Set out the data, from its first line through the line containing "Trace every instance of the limestone", as a Markdown table with the columns Row and Line. Give each line its own numbered row and leave out blank lines.

**Input rows**
++++

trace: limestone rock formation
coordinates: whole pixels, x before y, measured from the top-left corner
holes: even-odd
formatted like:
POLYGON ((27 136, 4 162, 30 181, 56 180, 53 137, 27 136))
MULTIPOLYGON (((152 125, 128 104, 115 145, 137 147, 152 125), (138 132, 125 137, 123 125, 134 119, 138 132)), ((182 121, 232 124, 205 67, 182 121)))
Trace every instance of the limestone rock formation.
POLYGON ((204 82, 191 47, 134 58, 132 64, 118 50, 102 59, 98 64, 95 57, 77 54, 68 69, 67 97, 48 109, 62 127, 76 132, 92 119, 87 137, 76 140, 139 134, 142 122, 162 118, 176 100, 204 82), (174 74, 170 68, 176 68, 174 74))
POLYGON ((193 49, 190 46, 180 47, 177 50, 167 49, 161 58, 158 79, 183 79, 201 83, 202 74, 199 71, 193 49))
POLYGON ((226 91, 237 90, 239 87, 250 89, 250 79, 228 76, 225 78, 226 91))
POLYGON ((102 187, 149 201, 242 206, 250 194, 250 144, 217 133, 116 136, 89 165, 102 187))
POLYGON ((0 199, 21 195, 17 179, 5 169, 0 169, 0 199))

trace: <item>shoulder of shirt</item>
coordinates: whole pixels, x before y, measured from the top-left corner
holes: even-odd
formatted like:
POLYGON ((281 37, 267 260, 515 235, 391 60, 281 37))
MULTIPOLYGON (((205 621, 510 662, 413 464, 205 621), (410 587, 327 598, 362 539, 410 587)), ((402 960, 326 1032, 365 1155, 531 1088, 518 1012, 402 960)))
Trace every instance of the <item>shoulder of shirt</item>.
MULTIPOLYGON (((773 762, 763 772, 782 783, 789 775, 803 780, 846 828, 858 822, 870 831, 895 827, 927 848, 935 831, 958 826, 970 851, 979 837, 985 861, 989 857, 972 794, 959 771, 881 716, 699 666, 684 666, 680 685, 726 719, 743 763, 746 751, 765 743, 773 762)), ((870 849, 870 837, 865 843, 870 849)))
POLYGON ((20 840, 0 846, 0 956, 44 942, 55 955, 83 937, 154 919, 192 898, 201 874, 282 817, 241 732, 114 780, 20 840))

++++

**Response below**
| Row | Line |
|---|---|
| 1 | trace: limestone rock formation |
| 2 | coordinates: whole pixels, x before y, measured from the top-left corner |
| 3 | holes: even-odd |
| 4 | formatted like: |
| 5 | POLYGON ((27 136, 4 162, 30 181, 56 180, 53 137, 27 136)) |
| 6 | MULTIPOLYGON (((152 125, 128 104, 115 145, 137 147, 152 125), (138 132, 125 137, 123 125, 134 119, 138 132)), ((182 121, 232 124, 205 67, 182 121))) |
| 7 | Trace every instance of the limestone rock formation. |